Task goal —
Convert the lines of the records below into a JSON list of strings, one string per line with blank lines omitted, starting at the line that contains "Expected: a marker on each instance of the brick building, one" and ending at the last line of the records.

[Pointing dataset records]
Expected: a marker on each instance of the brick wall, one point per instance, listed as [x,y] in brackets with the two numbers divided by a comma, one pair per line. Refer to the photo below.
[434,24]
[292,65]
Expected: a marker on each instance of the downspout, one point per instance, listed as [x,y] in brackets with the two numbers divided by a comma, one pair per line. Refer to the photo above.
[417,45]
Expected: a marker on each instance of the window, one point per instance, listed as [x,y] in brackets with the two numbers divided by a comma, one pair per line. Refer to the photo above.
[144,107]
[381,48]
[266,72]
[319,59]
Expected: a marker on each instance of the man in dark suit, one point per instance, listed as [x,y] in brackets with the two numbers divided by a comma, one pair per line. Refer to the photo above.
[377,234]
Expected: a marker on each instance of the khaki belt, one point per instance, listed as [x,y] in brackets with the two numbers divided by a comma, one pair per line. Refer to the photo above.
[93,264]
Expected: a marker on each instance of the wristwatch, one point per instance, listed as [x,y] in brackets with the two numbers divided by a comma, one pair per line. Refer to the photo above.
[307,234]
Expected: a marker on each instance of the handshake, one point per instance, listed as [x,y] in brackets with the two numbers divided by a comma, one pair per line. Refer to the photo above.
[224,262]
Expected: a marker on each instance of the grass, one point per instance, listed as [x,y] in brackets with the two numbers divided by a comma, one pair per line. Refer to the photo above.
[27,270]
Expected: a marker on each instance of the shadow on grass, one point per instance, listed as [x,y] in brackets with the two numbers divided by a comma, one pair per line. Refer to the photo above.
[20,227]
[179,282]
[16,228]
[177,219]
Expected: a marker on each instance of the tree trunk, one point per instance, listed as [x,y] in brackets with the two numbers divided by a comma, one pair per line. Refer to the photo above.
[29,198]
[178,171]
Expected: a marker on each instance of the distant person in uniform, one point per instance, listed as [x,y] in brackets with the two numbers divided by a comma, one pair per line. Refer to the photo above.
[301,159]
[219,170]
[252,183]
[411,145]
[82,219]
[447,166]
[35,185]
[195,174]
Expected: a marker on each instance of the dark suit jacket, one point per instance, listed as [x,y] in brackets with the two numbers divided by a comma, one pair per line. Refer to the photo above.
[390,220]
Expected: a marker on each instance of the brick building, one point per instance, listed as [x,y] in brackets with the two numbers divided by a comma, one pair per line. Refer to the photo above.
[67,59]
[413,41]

Task response —
[
  "Expected: a marker on each instance of the brick building, one point per instance, listed as [x,y] in brackets with the two numbers divided by a comma, one pair per line. Refer to the photo above.",
  "[67,59]",
  "[413,41]"
]